Photo-based referring expression data
= Beginning of Section =
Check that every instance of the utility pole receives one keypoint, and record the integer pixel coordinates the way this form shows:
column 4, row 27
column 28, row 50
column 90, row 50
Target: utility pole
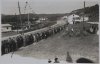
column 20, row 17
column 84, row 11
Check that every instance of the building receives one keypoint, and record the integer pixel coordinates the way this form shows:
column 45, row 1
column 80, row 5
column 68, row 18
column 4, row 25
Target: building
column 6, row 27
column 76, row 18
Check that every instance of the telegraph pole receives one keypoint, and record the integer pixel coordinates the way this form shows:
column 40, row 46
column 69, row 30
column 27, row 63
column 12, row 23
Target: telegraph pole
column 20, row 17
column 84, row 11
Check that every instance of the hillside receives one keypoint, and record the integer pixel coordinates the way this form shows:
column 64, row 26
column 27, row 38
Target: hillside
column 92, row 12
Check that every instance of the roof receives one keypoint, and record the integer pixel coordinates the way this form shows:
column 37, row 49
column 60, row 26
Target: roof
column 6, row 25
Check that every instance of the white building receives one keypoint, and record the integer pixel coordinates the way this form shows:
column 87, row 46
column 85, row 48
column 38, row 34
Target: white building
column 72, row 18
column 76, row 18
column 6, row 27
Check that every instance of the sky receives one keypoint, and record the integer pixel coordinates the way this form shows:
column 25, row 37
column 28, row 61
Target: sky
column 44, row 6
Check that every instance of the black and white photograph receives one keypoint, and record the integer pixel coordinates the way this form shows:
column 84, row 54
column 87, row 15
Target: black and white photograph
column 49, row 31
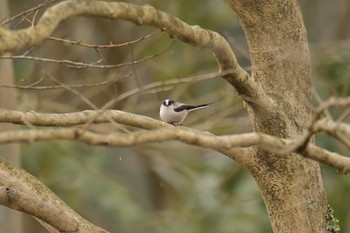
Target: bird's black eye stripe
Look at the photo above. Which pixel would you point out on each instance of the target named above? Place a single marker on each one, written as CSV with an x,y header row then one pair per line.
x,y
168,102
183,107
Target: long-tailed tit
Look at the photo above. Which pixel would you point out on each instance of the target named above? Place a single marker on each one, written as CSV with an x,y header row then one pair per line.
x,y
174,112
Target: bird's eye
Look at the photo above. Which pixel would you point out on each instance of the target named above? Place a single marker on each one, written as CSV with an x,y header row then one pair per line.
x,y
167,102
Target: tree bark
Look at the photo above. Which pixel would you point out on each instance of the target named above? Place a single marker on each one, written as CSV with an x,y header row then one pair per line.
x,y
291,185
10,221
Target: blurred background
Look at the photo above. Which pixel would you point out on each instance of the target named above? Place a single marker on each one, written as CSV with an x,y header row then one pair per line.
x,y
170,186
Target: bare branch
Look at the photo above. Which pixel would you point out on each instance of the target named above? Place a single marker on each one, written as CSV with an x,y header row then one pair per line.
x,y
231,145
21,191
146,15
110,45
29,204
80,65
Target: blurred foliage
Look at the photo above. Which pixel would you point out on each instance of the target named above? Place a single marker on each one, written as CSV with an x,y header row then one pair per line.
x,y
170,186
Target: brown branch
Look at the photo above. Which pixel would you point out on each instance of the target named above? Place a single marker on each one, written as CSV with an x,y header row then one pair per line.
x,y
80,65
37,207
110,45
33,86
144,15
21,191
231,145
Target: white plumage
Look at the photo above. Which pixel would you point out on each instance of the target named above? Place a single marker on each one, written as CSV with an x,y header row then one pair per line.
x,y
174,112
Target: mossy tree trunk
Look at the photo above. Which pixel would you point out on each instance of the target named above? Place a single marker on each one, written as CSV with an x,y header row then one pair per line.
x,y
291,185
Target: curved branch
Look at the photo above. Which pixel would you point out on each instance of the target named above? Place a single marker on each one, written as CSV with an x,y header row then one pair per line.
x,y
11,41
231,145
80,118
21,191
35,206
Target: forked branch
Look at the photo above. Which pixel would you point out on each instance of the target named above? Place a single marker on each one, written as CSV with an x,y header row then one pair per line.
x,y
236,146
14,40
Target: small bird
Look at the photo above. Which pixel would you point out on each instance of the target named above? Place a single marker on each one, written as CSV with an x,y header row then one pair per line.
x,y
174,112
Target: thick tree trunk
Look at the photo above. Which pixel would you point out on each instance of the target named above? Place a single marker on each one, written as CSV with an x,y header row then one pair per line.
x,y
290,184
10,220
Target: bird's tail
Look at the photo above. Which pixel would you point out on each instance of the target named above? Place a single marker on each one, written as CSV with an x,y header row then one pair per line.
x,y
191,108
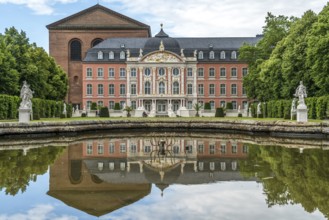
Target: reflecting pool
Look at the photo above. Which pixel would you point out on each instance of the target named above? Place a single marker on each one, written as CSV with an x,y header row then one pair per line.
= End of Section =
**Instructions for the task**
Nothing should appear in the answer except the lines above from the line with "Target: small bird" through the line with "Target: bird's tail", both included, written out exactly.

**Answer for the task**
Target: small bird
Look at the photo above. Which pixel would you point out on each instance of the target named above? Place a single marker on each one, written as CSV with an x,y header row then one pair per line.
x,y
174,112
Target: thick tree trunk
Look at the photo above. Which pixel would you point out on each instance of the target named above? Place a single marker on each one, written as CSV with an x,y header row then one pair per line.
x,y
290,184
10,220
Target: bird's tail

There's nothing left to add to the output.